(Source data)
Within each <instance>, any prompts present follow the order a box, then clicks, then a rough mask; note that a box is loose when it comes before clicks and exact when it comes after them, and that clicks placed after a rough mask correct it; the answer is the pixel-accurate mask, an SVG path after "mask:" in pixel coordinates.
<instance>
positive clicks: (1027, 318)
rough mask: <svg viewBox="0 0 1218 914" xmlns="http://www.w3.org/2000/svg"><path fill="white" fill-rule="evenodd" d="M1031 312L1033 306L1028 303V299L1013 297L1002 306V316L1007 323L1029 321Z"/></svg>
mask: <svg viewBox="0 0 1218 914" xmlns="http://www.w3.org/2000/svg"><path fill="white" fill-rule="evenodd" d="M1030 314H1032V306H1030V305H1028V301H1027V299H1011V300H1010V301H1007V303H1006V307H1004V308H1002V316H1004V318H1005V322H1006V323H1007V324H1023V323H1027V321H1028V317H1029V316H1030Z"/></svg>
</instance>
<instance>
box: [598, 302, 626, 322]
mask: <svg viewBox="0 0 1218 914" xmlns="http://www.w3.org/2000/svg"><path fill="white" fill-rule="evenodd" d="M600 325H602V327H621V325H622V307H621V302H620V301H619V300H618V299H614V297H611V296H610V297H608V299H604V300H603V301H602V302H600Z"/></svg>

**What the task asks**:
Quote the data above in full, changing nothing.

**Answer section**:
Within each <instance>, any prompts present follow the order a box, then clicks, then a rough mask; note that a box is loose when it comes before clicks and exact when it comes after them, and that clicks placed after a rough mask correct it; the answer is the pixel-accurate mask, an SVG path after "mask:" in pixel coordinates.
<instance>
positive clicks: (1027, 318)
rough mask: <svg viewBox="0 0 1218 914" xmlns="http://www.w3.org/2000/svg"><path fill="white" fill-rule="evenodd" d="M1031 312L1033 306L1028 303V299L1013 297L1002 306V316L1007 323L1029 321Z"/></svg>
mask: <svg viewBox="0 0 1218 914" xmlns="http://www.w3.org/2000/svg"><path fill="white" fill-rule="evenodd" d="M1030 314H1032V306H1030V305H1028V301H1027V299H1011V300H1010V301H1007V303H1006V307H1004V308H1002V316H1004V318H1005V322H1006V323H1007V324H1023V323H1027V321H1028V317H1029V316H1030Z"/></svg>
</instance>
<instance>
box: [598, 302, 626, 322]
mask: <svg viewBox="0 0 1218 914" xmlns="http://www.w3.org/2000/svg"><path fill="white" fill-rule="evenodd" d="M600 325H602V327H621V325H622V307H621V302H620V301H619V300H618V299H614V297H611V296H610V297H608V299H604V300H603V301H602V302H600Z"/></svg>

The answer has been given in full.